■ **SOURCE EXCERPT**:
-- begin --

Prospective contractors were trained to service vending machines, including procedures for filling, cleaning, cash collection, maintenance and repair. Contractors obtained a certificate of accreditation when its director successfully completed a training program within four weeks of becoming a contractor.
Contractors dealt with Smith's area sales managers (ASM) by telephone with varying frequency. Such communications included relaying any customer queries, stock issues and to receive or to communicate opportunities to increase the sites for vending machines.
Smith's provided "planograms" to its contractors that set out which snacks should be put into vending machines at particular sites. However, some contractors decided for themselves what snacks they should stock in particular machines, as they knew their customer base and knew the area where the machines they were to restock were located. Contractors wishing to change one of the snack foods in the vending machine were supposed to obtain approval from their ASM but in practice, contractors made a commercial decision about what stock was selling best and filled their vending machines accordingly, informing the ASM after the event.
The evidence below concerning the daily activities of contractors and their employees was given by way of a representative sample of corporate contractors. The primary judge summarised this evidence as follows:
"5 Typically, a contractor stored Smith's snack foods and drinks in a garage. A director usually did a weekly stock take to work out what replacement products were needed. The director did a complete stock take usually once a month. Each week the contractor placed an order with Smith's who delivered the products to the garage.

-- end --

■ **WORK TO DO**:
**a)** In the passage on Smith's vending contractors, what did a contractor need to do to obtain a certificate of accreditation?
**b)** Continue the passage on Smith's vending contractors, starting after its final sentence.
The material after this point is separate from the passage on Smith's vending contractors.

■ **COLLECTED DATA**:
-- begin --

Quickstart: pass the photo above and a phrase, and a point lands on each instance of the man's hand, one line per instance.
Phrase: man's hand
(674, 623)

-- end --

■ **ANSWERS FOR THE TASKS**:
**a)** Its director had to successfully complete a training program within four weeks of the contractor starting.

**b)**
6 Usually on the day before a run, the director loaded the contractor's vehicle with the snack foods and drinks he thought he needed.
7 The director drove the contractor vehicle to the first vending machine. He opened the door of the vending machine and entered its number into a hand held unit (HHU) provided by Smith's. The quantity of each product stocked in the vending machine was displayed on the HHU. The number of each of the snacks remaining in the machine was counted and entered into the HHU. The director then printed out a pick slip from the HHU. That told him the total number of each of the snacks he needed to restock the machine.
8 The director then topped up the coin float, putting the excess notes and coins in a coin bag and printed out a coin bag receipt from the HHU and put that in the coin bag as well. The vending machine door was closed and the director returned to the vehicle and put the cash bag into a safe fitted to the vehicle at Smith's expense.
9 The director collected the snacks he needed and returned to the vending machine, opened its door and refilled the snacks, rotating stock to ensure that snacks with a low expiry date would sell first.
10 Snacks that would expire before the director's next round were removed and returned to the vehicle as spoils.
11 After refilling the vending machine the director pressed a button to see if the machine was working. If there were problems a red light showed up. The director was equipped to fix minor problems but if unable to fix a problem he called a Smith's technician.
12 Occasionally, the director was provided with point of sale promotional material that he placed on the vending machines. This involved removing earlier point of sale promotional material and putting on the new material.
13 The director cleaned the glass, wiped the sides and wiped out the tray of the vending machine. He locked the door and walked to the next machine or back to his vehicle with the spoils.
14 The director banked the notes and coins twice a week by driving to a nominated cash handling company.
15 If the director could not use a recycling bin to get rid of spoils and the cardboard containers in which Smith's delivered stock, he usually went to a local tip or dump once a week." (sic)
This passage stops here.